→ **TASK TO CARRY OUT**: Reproduce the stretch of the records from the line that contains "Identify the line" through the end of the records, substituting "image" for every "interface" and leaving all else unchanged.

→ **DATA SUPPLIED**:
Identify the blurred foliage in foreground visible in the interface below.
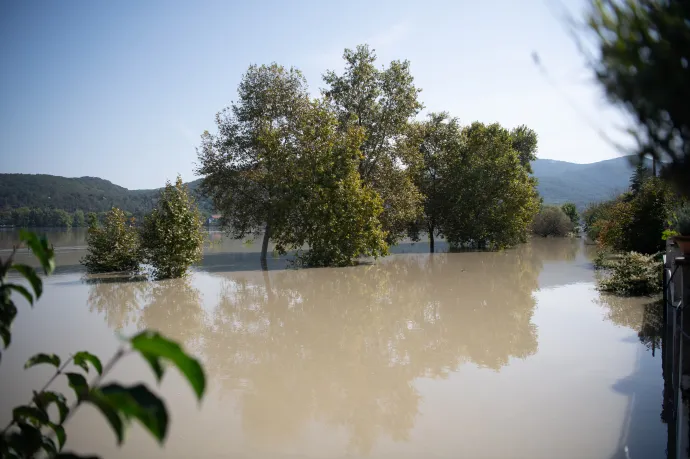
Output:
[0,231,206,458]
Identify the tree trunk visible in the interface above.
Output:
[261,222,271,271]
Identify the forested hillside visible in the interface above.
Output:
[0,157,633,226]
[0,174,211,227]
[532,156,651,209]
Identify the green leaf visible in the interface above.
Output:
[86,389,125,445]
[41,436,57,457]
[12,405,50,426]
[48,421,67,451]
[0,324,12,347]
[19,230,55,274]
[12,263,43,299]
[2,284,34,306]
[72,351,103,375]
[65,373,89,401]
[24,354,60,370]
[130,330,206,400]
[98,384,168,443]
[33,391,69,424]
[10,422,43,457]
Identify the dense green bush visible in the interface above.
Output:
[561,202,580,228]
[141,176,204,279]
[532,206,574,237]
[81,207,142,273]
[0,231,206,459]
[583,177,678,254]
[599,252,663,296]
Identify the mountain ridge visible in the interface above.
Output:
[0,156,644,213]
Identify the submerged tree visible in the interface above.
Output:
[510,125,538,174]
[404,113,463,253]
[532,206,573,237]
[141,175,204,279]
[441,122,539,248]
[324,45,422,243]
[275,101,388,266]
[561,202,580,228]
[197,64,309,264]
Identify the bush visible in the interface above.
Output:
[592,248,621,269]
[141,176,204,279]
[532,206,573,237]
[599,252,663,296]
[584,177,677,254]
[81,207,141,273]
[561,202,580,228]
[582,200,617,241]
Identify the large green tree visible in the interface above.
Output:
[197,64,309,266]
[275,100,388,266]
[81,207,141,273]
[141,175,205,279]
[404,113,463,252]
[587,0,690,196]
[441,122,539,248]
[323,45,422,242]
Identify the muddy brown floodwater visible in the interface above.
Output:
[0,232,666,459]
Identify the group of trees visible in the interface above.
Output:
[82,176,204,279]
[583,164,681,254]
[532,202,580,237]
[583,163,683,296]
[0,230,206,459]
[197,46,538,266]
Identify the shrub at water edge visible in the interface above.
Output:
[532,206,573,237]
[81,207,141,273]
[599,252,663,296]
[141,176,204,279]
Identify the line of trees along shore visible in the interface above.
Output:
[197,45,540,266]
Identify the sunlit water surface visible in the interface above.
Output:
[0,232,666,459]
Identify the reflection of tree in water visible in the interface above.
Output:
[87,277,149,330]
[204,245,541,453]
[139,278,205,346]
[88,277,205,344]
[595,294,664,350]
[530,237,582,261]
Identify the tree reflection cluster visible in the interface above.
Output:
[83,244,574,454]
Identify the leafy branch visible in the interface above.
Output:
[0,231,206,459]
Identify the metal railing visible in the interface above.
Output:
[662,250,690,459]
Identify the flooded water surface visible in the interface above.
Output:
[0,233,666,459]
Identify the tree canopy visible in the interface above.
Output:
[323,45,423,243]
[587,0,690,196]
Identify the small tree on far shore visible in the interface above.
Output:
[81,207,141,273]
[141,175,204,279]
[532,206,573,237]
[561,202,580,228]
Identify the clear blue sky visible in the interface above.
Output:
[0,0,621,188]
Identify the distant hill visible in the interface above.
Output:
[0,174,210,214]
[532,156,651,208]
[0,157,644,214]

→ **EXERCISE RESULT**:
Identify the line of trees along shore visible in the image above.
Output:
[197,45,540,266]
Identify the sunlit water surface visible in the image above.
Output:
[0,232,666,459]
Identify the reflection of tree in water visible in the image above.
Output:
[87,277,149,330]
[204,245,541,453]
[139,278,205,346]
[88,277,205,344]
[595,294,664,350]
[530,237,582,261]
Identify the tree reflection cluster visible in the image above.
Output:
[83,244,574,454]
Identify the leafy branch visible in the image above.
Output:
[0,231,206,459]
Identify the metal railing visible in the image above.
Output:
[662,250,690,459]
Identify the flooded water surface visible in the image above.
Output:
[0,233,666,459]
Identify the tree canopy visible in the image above.
Output:
[323,45,423,243]
[587,0,690,196]
Identify the small tree on far shore visible in the image above.
Output:
[81,207,141,273]
[141,175,204,279]
[532,206,573,237]
[561,202,580,228]
Identify the clear blue sky visible in the image above.
Output:
[0,0,621,188]
Identify the distant hill visible in the image above.
Output:
[0,174,210,214]
[532,156,651,208]
[0,157,644,214]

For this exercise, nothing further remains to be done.